[Records supplied]

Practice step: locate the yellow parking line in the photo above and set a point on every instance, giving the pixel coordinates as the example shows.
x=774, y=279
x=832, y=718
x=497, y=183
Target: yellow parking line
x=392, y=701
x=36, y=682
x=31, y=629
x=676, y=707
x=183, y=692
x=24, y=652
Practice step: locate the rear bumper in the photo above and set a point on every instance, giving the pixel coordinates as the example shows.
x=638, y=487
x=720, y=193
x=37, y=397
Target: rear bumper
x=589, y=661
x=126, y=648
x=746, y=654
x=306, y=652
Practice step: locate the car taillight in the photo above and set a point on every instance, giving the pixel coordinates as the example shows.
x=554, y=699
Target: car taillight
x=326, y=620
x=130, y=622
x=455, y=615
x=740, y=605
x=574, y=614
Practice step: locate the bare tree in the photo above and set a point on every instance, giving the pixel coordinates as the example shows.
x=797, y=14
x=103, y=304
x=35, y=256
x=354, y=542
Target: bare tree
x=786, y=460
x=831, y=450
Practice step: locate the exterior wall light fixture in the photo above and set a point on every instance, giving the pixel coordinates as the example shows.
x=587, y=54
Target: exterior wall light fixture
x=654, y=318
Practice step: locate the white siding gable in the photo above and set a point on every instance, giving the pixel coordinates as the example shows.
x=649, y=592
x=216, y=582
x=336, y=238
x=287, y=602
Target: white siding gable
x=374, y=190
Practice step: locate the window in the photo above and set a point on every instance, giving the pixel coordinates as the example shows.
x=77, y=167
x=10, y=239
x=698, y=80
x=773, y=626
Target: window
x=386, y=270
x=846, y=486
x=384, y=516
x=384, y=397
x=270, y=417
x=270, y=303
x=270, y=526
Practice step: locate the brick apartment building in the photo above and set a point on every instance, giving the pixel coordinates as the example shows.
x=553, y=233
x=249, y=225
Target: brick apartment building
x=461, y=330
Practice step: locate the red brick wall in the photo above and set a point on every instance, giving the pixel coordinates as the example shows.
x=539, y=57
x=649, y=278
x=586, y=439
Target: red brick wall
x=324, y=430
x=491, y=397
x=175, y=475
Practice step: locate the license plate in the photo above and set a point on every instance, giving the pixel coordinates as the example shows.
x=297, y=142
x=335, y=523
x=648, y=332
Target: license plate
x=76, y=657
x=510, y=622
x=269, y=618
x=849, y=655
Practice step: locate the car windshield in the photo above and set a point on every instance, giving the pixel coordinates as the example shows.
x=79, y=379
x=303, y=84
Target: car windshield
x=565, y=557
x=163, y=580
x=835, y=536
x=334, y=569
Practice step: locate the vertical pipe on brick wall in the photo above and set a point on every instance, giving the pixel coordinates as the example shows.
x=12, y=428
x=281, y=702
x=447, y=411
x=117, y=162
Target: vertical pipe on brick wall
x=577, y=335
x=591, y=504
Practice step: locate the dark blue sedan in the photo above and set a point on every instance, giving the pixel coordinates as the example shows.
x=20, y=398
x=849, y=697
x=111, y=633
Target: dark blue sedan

[Set task] Render the rows from the line containing "Practice step: locate the red" through the last line as a Markdown table with the columns No. and Text, numbering each line in No. and skipping blank lines.

[Result of this task]
| No. | Text |
|---|---|
| 1 | Practice step: locate the red brick wall in the photo above and set a point on every instance, giving the pixel coordinates as the example shows. |
| 2 | x=539, y=57 |
| 3 | x=649, y=278 |
| 4 | x=586, y=439 |
| 5 | Target: red brick wall |
| 6 | x=324, y=430 |
| 7 | x=491, y=397 |
| 8 | x=175, y=475 |
| 9 | Practice step: locate the license plate in the photo above and set a point on every instance, giving the pixel coordinates as the example shows. |
| 10 | x=297, y=142 |
| 11 | x=335, y=523 |
| 12 | x=648, y=332 |
| 13 | Target: license plate |
| 14 | x=76, y=657 |
| 15 | x=510, y=622 |
| 16 | x=269, y=618 |
| 17 | x=849, y=655 |
| 18 | Practice step: locate the car windshield in the photo above and set a point on every instance, giving the pixel coordinates as the example shows. |
| 19 | x=79, y=379 |
| 20 | x=303, y=84 |
| 21 | Target: car windshield |
| 22 | x=565, y=557 |
| 23 | x=163, y=580 |
| 24 | x=835, y=536 |
| 25 | x=334, y=569 |
| 26 | Practice step: locate the vertical pipe on brick wall in the photo above and set a point on every instance, giving the pixel coordinates as the example shows. |
| 27 | x=12, y=428 |
| 28 | x=281, y=702 |
| 29 | x=447, y=411 |
| 30 | x=117, y=162 |
| 31 | Target: vertical pipe on brick wall |
| 32 | x=577, y=335 |
| 33 | x=591, y=504 |
| 34 | Practice step: locate the dark blue sedan in the photo above and set a point on every instance, giving the pixel coordinates as the example shows. |
| 35 | x=20, y=398 |
| 36 | x=849, y=697 |
| 37 | x=111, y=633 |
| 38 | Target: dark blue sedan |